* [Aim of the task] In the listing below, locate the line containing "I would be grateful if you could indicate the pink"; reproduce that line and all lines that follow it, unchanged.
=== Extracted data ===
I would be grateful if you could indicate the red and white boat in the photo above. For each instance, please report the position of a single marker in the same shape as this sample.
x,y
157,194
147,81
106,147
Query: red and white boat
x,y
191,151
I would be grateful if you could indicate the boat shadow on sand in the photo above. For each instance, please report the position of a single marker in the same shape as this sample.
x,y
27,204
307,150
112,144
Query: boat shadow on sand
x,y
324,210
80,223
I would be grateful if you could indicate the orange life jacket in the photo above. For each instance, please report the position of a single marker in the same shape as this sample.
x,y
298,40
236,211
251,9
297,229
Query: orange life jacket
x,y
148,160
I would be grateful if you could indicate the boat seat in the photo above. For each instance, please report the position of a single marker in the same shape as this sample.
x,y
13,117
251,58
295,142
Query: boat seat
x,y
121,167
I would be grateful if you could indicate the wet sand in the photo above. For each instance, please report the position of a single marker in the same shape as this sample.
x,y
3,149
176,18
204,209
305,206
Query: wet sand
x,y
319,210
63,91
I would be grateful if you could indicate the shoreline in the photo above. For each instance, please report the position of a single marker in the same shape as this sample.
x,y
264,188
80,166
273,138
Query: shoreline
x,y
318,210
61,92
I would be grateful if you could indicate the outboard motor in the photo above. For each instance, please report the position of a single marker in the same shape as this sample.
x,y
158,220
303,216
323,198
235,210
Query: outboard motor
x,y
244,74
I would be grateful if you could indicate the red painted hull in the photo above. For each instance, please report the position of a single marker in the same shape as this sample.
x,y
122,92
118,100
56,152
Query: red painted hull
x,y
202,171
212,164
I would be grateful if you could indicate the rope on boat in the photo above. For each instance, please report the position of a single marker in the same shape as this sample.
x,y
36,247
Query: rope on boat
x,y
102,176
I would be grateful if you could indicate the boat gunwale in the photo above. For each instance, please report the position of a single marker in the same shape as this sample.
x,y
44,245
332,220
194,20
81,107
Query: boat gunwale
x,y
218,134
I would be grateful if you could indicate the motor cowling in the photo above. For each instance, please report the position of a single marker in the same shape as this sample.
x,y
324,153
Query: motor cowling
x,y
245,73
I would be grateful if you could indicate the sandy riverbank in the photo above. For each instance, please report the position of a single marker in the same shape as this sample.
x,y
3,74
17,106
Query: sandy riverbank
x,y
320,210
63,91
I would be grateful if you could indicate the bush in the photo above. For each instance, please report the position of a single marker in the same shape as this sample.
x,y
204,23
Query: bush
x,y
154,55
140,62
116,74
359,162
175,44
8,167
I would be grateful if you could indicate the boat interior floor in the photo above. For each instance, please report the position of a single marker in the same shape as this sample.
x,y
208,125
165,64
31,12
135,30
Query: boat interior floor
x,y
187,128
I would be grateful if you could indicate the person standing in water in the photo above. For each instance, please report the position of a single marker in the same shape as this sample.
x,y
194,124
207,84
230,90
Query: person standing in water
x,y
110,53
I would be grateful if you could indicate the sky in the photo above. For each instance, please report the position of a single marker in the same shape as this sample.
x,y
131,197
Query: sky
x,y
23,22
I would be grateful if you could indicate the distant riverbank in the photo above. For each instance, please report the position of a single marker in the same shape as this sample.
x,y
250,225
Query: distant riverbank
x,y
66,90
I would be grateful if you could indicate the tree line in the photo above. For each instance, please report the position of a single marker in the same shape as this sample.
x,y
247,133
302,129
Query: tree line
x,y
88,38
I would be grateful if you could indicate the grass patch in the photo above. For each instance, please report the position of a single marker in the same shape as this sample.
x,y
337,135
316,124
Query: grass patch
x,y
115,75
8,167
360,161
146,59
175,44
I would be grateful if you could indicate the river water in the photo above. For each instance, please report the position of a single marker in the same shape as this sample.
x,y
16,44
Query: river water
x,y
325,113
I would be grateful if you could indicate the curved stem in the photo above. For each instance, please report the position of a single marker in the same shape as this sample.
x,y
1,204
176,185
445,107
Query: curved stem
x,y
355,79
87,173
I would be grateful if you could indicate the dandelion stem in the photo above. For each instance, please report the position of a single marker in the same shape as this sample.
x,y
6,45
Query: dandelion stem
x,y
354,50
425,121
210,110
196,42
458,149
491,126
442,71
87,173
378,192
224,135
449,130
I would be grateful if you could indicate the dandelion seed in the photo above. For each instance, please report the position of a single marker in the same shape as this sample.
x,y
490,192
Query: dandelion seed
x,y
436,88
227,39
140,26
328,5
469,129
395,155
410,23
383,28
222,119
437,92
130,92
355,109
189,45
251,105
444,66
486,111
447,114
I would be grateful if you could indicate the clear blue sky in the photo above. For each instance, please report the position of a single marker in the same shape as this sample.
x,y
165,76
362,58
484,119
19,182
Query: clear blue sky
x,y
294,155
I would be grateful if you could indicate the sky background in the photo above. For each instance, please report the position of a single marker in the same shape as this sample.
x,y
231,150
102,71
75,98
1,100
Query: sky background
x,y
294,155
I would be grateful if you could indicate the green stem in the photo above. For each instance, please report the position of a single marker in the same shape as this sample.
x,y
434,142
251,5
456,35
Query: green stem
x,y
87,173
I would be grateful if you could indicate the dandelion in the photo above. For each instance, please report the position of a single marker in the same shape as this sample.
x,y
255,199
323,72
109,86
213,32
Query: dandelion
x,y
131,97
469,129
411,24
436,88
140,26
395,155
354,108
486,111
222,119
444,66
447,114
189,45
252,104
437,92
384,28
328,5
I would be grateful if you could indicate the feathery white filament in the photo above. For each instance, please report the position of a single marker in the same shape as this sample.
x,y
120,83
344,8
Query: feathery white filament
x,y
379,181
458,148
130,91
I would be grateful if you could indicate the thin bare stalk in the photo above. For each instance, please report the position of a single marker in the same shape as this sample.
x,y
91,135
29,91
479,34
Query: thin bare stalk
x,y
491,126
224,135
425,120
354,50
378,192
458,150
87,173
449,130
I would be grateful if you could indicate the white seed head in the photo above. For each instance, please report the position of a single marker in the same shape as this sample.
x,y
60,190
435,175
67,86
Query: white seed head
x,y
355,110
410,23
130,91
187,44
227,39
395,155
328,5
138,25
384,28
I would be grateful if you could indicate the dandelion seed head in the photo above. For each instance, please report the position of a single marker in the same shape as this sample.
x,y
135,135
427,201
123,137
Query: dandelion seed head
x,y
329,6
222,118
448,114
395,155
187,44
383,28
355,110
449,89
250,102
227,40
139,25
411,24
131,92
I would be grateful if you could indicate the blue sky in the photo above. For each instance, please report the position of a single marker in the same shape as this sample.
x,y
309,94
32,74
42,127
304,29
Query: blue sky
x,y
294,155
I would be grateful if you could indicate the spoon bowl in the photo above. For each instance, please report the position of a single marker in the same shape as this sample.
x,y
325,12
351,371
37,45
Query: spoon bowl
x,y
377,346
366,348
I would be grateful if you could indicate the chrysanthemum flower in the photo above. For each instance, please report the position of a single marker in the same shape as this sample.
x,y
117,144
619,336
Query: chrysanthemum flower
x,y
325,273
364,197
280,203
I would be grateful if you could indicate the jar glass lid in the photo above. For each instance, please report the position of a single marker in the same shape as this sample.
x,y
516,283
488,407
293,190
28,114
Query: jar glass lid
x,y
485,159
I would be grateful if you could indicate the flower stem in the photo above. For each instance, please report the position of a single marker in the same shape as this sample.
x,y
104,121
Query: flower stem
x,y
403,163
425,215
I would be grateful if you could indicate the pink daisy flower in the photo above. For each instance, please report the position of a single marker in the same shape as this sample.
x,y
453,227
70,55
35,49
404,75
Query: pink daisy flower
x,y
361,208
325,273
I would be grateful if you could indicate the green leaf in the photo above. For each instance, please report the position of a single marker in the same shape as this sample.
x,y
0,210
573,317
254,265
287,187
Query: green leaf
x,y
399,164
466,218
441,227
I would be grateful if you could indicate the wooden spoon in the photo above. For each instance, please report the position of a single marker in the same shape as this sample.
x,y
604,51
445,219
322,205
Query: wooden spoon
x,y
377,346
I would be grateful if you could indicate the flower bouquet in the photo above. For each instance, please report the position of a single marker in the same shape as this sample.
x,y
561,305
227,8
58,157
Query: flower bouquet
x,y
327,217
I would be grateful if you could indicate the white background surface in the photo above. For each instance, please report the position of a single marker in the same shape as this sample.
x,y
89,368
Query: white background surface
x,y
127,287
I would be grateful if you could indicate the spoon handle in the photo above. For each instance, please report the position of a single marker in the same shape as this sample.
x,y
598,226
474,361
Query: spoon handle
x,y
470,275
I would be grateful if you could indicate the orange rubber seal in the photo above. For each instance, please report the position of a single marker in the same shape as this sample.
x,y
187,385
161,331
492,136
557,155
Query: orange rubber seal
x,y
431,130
===
* [Complete response]
I would be grateful if you could indicate the pink daisy flower in the photo above. For each instance, please report the position of a single marker in the same shape as this sample.
x,y
453,227
70,55
35,49
404,75
Query: pink daisy flower
x,y
361,208
325,273
I would be grateful if you could indicate the green leaf in the photo above. For each instance, please report the position of a single marker in the same shape as this sample.
x,y
0,210
573,317
254,265
287,187
Query: green leaf
x,y
399,164
466,218
441,227
I would be grateful if you could indicate the wooden spoon in the photo above. For each instance, please report the position of a single marker in the same shape as this sample.
x,y
604,51
445,219
322,205
Query: wooden spoon
x,y
377,346
I would be grateful if you could indicate the flower bouquet in the photo above. For each instance, please report the position of a single marker in the same shape as this sample.
x,y
561,305
227,8
58,157
Query: flower bouquet
x,y
327,217
I would be grateful if you could indicate the white background surface in the photo above. For each instance, please report the position of a single marker in the same shape as this sample.
x,y
89,368
Query: white background surface
x,y
127,287
I would be grateful if you could indicate the spoon handle in the photo above. For each instance, please report the position of a single marker in the same shape as this sample.
x,y
598,226
474,361
Query: spoon handle
x,y
470,275
I would be grateful if you could indicate the orange rubber seal in the photo above. For each instance, please report the position of a single marker in the same shape as this sample.
x,y
187,385
161,331
492,136
557,155
Query: orange rubber seal
x,y
431,130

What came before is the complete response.